── Given data
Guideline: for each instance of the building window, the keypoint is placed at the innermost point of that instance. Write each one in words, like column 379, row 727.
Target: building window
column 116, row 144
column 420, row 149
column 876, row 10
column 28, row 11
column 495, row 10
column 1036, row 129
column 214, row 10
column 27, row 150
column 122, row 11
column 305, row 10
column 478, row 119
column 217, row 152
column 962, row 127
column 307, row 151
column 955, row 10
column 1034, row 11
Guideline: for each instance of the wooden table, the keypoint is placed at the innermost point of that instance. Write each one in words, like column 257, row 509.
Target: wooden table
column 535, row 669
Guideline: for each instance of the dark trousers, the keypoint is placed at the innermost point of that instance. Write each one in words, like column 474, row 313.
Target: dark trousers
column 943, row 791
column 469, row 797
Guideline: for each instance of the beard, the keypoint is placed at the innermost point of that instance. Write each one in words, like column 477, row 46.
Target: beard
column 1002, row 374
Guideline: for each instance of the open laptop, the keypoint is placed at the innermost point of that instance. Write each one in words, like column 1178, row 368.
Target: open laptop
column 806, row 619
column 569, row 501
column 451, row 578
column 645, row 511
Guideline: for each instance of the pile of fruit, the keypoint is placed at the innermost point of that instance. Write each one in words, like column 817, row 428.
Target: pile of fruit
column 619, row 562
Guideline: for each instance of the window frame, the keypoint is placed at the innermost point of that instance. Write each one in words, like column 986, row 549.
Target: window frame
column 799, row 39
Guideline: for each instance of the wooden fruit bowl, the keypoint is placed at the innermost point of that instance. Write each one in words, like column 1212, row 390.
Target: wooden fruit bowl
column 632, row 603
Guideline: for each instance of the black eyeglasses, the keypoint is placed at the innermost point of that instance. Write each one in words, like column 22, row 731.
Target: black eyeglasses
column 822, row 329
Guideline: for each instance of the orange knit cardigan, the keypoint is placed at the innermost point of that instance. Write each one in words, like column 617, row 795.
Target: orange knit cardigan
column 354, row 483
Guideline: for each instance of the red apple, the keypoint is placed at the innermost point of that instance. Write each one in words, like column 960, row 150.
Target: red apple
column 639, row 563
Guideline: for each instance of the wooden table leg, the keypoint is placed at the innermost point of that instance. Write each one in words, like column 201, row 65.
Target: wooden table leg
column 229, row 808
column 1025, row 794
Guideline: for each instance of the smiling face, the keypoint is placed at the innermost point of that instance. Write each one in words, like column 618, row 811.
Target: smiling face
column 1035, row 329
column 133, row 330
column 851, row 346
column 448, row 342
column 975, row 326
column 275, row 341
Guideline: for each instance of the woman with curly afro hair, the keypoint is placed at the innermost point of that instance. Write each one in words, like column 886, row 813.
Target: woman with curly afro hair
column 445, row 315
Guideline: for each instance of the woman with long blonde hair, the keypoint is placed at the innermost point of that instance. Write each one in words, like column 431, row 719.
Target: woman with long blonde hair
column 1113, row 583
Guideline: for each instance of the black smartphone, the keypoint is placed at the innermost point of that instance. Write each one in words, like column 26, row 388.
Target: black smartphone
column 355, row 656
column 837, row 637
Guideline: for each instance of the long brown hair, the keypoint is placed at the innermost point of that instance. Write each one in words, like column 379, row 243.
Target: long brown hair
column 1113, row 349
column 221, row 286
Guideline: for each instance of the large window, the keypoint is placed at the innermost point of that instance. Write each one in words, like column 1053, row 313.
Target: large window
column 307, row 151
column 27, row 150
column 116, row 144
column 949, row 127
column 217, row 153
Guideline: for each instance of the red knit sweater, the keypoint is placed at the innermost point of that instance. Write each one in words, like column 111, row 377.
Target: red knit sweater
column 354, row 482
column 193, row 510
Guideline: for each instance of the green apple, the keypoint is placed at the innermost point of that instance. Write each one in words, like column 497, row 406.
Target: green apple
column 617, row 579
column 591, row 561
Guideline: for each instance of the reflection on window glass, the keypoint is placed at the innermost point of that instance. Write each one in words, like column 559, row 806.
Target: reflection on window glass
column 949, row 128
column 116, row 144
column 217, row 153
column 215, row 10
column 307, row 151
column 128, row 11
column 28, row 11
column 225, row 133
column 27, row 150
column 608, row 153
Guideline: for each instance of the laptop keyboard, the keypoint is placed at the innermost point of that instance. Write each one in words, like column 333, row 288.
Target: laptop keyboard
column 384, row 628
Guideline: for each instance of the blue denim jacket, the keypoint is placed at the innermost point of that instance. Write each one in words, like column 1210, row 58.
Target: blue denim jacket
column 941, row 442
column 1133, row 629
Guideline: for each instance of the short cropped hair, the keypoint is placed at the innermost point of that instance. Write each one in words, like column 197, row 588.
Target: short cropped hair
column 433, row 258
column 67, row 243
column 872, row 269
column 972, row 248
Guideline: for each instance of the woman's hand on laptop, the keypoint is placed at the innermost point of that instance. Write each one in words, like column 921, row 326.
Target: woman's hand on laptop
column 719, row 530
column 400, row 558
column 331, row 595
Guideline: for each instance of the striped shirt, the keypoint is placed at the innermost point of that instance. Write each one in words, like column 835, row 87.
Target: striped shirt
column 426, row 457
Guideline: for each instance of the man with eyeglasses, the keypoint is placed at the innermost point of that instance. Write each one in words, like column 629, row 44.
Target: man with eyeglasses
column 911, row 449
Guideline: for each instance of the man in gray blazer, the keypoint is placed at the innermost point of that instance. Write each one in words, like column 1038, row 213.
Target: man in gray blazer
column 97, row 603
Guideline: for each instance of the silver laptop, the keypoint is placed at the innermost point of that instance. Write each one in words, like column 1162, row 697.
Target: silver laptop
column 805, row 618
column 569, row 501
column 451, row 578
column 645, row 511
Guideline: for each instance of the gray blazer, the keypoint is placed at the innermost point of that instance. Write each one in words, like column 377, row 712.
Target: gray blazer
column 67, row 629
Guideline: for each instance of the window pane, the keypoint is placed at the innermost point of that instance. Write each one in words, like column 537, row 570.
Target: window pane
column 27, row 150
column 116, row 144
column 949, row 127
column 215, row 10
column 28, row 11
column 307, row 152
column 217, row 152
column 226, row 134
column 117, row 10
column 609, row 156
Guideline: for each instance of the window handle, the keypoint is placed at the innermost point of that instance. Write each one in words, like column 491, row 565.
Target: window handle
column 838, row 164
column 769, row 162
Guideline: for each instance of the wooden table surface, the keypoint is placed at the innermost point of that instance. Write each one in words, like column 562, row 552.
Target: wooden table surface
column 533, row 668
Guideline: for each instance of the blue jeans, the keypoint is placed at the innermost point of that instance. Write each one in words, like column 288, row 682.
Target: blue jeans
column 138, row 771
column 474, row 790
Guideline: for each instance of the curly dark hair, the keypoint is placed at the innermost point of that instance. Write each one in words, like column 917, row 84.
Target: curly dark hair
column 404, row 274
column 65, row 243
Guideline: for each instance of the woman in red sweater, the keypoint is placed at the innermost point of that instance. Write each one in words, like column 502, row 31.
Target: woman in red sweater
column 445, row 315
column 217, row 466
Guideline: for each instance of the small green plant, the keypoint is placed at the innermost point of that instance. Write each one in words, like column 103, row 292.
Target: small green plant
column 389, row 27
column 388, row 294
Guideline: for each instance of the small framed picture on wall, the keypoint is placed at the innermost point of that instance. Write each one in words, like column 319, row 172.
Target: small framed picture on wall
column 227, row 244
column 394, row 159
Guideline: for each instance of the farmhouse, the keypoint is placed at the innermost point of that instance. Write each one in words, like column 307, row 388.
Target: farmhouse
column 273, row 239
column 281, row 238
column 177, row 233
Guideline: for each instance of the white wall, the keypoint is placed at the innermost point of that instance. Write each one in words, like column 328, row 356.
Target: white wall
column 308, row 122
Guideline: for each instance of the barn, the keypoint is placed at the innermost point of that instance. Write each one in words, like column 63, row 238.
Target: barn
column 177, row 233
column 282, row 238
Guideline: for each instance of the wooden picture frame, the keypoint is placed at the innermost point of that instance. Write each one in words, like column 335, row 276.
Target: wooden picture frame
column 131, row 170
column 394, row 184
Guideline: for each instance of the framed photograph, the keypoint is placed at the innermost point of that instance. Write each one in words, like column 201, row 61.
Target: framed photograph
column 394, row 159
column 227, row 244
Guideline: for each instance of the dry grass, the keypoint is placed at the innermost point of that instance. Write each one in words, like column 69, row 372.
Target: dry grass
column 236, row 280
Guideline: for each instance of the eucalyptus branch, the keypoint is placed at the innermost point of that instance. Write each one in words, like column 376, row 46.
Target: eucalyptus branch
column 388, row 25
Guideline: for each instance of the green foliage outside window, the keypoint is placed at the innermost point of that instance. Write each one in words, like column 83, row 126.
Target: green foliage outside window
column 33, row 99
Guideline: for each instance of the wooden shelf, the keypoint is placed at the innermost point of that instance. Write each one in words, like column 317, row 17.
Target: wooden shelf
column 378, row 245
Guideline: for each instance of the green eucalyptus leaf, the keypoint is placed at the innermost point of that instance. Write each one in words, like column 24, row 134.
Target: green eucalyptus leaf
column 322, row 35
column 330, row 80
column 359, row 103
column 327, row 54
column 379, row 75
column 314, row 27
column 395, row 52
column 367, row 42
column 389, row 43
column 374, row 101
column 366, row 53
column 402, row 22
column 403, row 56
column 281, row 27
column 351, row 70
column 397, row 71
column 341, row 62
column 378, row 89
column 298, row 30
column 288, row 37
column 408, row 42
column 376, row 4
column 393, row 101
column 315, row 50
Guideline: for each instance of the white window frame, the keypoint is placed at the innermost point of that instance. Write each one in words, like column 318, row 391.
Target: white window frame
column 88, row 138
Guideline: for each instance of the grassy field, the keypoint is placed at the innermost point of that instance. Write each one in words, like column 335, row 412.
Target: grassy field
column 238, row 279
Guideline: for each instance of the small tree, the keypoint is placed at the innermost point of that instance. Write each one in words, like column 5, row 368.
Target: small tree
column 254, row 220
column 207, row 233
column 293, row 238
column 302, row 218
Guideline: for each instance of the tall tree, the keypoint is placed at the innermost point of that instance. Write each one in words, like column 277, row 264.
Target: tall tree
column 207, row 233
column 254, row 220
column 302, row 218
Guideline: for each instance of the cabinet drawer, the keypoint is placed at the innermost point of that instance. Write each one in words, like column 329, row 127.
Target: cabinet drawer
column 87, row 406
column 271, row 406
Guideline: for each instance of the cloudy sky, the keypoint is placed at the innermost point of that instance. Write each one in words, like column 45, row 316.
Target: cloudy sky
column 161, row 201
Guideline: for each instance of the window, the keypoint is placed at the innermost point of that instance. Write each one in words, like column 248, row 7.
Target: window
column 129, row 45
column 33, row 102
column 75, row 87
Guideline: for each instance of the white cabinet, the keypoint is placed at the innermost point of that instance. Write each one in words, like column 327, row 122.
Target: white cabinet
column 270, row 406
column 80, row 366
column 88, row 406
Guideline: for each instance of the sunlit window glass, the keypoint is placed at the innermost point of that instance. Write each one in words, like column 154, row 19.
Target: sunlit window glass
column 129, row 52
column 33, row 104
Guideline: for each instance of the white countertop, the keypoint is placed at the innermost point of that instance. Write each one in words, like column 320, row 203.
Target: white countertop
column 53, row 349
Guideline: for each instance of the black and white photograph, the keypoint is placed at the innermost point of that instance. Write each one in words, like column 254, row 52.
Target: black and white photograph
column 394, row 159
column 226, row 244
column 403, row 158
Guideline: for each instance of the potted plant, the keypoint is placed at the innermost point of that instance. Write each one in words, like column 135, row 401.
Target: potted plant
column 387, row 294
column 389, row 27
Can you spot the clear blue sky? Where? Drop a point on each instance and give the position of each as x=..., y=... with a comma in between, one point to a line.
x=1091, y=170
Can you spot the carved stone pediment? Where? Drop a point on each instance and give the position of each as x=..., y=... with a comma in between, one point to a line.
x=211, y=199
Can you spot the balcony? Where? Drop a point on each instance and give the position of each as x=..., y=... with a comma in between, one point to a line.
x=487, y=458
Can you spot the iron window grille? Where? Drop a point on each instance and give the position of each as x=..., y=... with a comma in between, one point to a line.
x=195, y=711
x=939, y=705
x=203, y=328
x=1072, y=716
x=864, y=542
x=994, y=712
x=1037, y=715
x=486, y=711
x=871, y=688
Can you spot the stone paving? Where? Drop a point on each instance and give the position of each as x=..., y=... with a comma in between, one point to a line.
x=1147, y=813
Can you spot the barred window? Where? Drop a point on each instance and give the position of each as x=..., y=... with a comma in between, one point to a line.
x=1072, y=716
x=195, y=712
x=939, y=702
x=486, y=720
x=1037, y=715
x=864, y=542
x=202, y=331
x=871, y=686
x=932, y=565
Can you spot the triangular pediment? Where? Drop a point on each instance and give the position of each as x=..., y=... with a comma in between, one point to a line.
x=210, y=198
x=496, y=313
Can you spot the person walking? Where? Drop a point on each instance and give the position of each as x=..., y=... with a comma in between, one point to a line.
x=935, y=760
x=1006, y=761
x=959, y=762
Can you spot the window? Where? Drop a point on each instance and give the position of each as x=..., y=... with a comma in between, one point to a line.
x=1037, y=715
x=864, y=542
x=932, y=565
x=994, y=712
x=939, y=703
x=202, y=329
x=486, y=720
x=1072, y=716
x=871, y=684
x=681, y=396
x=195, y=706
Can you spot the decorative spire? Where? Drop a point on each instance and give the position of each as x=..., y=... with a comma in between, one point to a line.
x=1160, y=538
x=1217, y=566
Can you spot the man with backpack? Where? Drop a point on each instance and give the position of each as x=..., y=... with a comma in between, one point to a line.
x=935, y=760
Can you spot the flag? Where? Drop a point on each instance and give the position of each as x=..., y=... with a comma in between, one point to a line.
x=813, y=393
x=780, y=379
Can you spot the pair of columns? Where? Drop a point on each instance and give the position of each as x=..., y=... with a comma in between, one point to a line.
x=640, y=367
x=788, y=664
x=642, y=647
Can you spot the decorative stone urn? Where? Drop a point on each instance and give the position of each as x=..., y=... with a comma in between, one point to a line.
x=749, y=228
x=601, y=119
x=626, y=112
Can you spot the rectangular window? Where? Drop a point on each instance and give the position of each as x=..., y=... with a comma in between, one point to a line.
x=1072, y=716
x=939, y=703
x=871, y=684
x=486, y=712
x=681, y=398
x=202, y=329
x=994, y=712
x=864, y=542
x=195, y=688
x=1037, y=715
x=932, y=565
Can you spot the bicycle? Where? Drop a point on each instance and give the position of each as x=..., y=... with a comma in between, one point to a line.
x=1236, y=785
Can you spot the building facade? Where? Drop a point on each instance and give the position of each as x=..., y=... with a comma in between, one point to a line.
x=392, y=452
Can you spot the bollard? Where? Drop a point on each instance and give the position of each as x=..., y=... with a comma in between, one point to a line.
────
== Exercise description ==
Among the entries above, find the line with "Guideline: for each instance of the reflection" and the line with "Guideline: for each instance of the short"; give again exactly these two lines and all lines between them.

== Finished exercise ==
Guideline: for each instance of the reflection on window glass, the keypoint is placed at the innermost point of that instance. Write each one in words, like column 559, row 806.
Target: reflection on window glass
column 949, row 128
column 116, row 144
column 217, row 153
column 215, row 10
column 307, row 151
column 128, row 11
column 28, row 11
column 225, row 133
column 27, row 150
column 608, row 153
Guideline: for each instance of the laptop keyboard, the keypoint is placed at the innermost point of that instance. Write each one in words, like column 333, row 288.
Target: laptop keyboard
column 384, row 628
Guideline: for each instance of the blue denim jacket, the keypoint is placed at the innermost point of that instance. Write each one in words, like column 1210, row 58.
Target: blue denim jacket
column 941, row 442
column 1133, row 629
Guideline: for each instance of the short cropped hair, the keypoint is placed at the innermost point of that instance. Write each one in words, like column 197, row 588.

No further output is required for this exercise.